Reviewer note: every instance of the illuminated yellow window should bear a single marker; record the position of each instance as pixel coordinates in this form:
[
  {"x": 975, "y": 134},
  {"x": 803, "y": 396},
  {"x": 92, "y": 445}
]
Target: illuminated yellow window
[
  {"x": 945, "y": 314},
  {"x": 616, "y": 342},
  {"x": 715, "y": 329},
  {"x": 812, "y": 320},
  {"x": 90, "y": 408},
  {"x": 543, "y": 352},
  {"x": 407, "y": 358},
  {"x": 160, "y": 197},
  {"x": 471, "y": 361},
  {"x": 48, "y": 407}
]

• _About this exercise_
Restate each record exactly as written.

• _Written solution_
Reviewer note: every instance of the illuminated yellow window should bear a single marker; record the position of each instance as pixel coordinates in this form:
[
  {"x": 975, "y": 134},
  {"x": 803, "y": 396},
  {"x": 92, "y": 445}
]
Target: illuminated yellow window
[
  {"x": 945, "y": 314},
  {"x": 616, "y": 342},
  {"x": 715, "y": 329},
  {"x": 812, "y": 320},
  {"x": 90, "y": 408},
  {"x": 543, "y": 352},
  {"x": 407, "y": 358},
  {"x": 160, "y": 197},
  {"x": 471, "y": 361},
  {"x": 48, "y": 407}
]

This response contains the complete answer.